> Document:
__________________________________________________

Paolo Elito Macapagal Ballesteros IV (born November 29, 1982) is a Filipino LGBTQIA+ personality, actor, comedian, TV host, model, drag queen, and impersonator. He has appeared in films and several TV shows, and has been one of the co-hosts of longtime noontime show Eat Bulaga! since 2001.

Personal life
Paolo Elito Macapagal Ballesteros IV is related to Filipino painter Fernando Amorsolo, his great-grandfather, and fellow celebrity Eula Valdez, who is his aunt.

He was romantically involved with Katrina Nevada, with whom he has a daughter, Keira Claire.

Although Ballesteros initially didn't directly confirm his sexual orientation publicly, there was already a strong indication that he was gay through his Instagram posts, his acceptance of gay roles in film and television, and his jokes about his sexuality as a host on Eat Bulaga!. He was romantically linked to several men, occasionally sharing romantic photos of them together from his own Instagram account. In April 2017, he uploaded a photo of himself with dancer Roland Ochoa Anog.; In April 2018, pictures of him with Television actor and online personality Sebastian Castro circulated online, leading to speculation of a relationship. Most recently, he has uploaded a photo of him with a non-showbiz figure Kenneth Concepcion in December 2018, once again leading netizens to believe he is in a gay relationship. In all instances, Ballesteros has never confirmed nor denied the rumors.

In August 2019, during the press conference for the film The Panti Sisters, also starring Martin del Rosario and Christian Bables, Paolo Ballesteros finally revealed to be gay saying "I am a lady!" and stated that he does not care about what people think about his sexual orientation.

In another interview, he said that his daughter, Keira Claire, 10, already knew he was gay. However, the host of Eat Bulaga! said he didn't fully explain to Claire what it's like to be gay because of her age. But at the same time, Ballesteros has always been open to her.

Career
In March 2016, he was reportedly suspended from Eat Bulaga! for six months due to the rants he posted on his Facebook account regarding the live show set-ups like about the catering and others. During his suspension, Ballesteros spent his time in portraying his main roles in two different movies: Die Beautiful and Bakit Lahat ng Gwapo May BF?. Ballesteros returned to Eat Bulaga! on September 5, 2016. Ballesteros won his first international Best Actor award for playing his role in Die Beautiful in 29th Tokyo International Film Festival.

__________________________________________________

(Collected data entries)
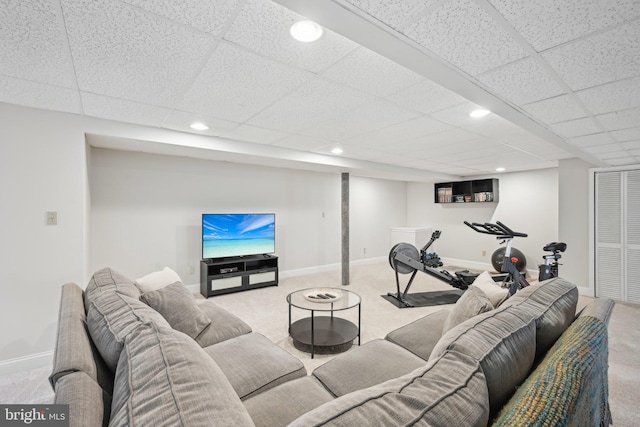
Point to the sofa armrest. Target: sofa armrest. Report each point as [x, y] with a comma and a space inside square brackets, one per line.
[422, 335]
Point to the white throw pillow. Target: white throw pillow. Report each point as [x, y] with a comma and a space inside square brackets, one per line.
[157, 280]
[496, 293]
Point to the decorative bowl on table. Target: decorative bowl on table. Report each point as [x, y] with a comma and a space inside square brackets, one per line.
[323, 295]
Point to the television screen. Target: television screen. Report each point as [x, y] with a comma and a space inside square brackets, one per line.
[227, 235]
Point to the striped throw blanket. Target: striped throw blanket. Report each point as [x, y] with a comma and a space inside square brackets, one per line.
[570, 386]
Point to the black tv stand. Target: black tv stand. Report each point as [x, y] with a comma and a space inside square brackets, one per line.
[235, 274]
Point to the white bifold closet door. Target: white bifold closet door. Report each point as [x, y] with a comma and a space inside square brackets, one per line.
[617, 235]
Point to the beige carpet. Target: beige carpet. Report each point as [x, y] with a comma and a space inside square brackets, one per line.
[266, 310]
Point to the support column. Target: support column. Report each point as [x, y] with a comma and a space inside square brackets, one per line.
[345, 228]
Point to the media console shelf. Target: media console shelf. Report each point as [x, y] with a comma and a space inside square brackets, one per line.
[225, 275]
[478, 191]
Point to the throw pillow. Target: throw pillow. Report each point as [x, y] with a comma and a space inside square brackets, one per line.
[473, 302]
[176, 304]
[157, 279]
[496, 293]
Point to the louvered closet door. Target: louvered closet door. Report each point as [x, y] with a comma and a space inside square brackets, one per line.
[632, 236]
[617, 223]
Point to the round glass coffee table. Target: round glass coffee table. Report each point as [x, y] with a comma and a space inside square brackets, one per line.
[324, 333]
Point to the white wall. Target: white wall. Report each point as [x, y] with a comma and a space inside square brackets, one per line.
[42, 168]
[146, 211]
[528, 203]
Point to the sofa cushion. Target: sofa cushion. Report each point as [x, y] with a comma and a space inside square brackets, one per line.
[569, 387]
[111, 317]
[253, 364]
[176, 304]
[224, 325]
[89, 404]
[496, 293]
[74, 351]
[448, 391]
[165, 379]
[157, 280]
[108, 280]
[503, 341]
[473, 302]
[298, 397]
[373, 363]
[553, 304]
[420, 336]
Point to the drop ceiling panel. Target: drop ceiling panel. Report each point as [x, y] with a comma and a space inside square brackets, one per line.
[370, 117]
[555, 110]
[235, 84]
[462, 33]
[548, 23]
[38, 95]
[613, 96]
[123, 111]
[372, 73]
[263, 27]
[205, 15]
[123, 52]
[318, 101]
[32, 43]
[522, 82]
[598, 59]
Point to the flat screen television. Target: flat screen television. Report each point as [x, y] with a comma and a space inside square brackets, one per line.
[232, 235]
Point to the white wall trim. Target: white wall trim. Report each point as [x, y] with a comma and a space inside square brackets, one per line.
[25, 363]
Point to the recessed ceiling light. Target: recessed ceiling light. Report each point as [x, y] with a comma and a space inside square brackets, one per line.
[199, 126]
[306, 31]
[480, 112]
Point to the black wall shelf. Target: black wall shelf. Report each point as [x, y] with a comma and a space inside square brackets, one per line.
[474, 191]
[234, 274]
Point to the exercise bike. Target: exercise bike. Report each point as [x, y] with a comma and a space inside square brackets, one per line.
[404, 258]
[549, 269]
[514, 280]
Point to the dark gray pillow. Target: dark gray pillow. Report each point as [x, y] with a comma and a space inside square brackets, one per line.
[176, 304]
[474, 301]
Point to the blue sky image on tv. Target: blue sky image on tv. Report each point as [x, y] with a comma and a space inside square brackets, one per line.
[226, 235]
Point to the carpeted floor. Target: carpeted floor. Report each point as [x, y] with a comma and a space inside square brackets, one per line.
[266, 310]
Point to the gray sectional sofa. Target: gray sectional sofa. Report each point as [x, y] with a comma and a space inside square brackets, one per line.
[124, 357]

__________________________________________________

> To-do list:
1. According to the Paolo Ballesteros article, at which film festival did he win his first international Best Actor award?
2. Write out the passage of the Paolo Ballesteros article starting at "Paolo Elito Macapagal Ballesteros IV (born" and ending at "daughter, Keira Claire.".

> Answers to the exercises:
1. The 29th Tokyo International Film Festival.

2.
Paolo Elito Macapagal Ballesteros IV (born November 29, 1982) is a Filipino LGBTQIA+ personality, actor, comedian, TV host, model, drag queen, and impersonator. He has appeared in films and several TV shows, and has been one of the co-hosts of longtime noontime show Eat Bulaga! since 2001.

Personal life
Paolo Elito Macapagal Ballesteros IV is related to Filipino painter Fernando Amorsolo, his great-grandfather, and fellow celebrity Eula Valdez, who is his aunt.

He was romantically involved with Katrina Nevada, with whom he has a daughter, Keira Claire.